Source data

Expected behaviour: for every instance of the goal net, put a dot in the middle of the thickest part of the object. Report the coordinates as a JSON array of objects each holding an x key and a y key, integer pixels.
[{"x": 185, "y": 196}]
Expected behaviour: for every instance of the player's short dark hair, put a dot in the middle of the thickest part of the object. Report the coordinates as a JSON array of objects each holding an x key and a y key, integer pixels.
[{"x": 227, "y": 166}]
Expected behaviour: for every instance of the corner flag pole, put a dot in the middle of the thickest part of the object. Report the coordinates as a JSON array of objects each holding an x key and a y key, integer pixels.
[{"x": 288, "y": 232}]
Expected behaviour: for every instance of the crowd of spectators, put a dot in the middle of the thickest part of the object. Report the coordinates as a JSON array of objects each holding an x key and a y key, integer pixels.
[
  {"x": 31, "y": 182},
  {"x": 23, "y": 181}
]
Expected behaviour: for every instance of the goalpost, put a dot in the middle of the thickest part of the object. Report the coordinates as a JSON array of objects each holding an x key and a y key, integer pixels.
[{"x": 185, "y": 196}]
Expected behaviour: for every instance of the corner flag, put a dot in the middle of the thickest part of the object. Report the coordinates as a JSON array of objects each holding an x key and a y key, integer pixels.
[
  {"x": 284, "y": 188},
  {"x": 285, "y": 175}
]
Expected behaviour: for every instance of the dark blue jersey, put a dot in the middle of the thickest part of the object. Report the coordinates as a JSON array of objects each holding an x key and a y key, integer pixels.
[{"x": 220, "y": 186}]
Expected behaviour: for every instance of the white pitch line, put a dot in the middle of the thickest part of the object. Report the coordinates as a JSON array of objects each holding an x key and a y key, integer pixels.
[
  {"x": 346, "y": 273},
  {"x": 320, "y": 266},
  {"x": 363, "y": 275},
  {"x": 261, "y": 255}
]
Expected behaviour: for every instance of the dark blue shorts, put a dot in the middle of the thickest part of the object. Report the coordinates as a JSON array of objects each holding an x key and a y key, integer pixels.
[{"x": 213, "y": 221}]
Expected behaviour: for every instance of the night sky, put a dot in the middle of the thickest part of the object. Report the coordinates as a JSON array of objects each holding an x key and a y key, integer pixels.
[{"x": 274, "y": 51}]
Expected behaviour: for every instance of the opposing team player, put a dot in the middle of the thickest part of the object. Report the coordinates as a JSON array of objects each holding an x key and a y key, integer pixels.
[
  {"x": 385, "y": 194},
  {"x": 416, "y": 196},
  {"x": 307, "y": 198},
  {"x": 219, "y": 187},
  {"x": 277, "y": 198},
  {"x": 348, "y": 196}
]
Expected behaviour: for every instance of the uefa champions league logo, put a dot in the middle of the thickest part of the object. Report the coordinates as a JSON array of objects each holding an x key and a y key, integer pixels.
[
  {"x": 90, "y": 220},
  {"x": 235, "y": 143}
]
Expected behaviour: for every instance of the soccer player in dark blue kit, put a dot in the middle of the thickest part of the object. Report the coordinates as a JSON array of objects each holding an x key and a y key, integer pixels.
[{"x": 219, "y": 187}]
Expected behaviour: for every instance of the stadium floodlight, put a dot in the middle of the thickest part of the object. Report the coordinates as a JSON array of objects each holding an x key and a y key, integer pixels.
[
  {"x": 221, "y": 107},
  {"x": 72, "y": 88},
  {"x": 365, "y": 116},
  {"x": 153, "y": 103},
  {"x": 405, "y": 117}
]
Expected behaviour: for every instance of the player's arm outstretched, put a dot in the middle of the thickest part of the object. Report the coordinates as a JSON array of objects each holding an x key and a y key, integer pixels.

Stated task -
Copy exactly, word for word, the line with "Expected behaviour: for every instance of the soccer" through the final line of the listing.

Output below -
Expected behaviour: for every instance of the soccer player in dark blue kit, put a dot in the middle of the thickest part of the object. Report the coordinates as a JSON array of objects each holding an x key and a y key, integer pixels.
[{"x": 219, "y": 187}]
Expected behaviour: for every instance of the stadium floodlight, put a dot in the middle of the thickest part of the object. Report the coordinates as a JSON array of objects each holding an x key and a y key, integer pixels.
[
  {"x": 221, "y": 107},
  {"x": 72, "y": 88},
  {"x": 365, "y": 116},
  {"x": 153, "y": 103},
  {"x": 405, "y": 117}
]
Expected behaviour: for every instance of the player's arm outstretched, put a dot in the middle of the thickest part of the object. Report the coordinates as a JSON array of objects each holding an x key and a y key, integer pixels.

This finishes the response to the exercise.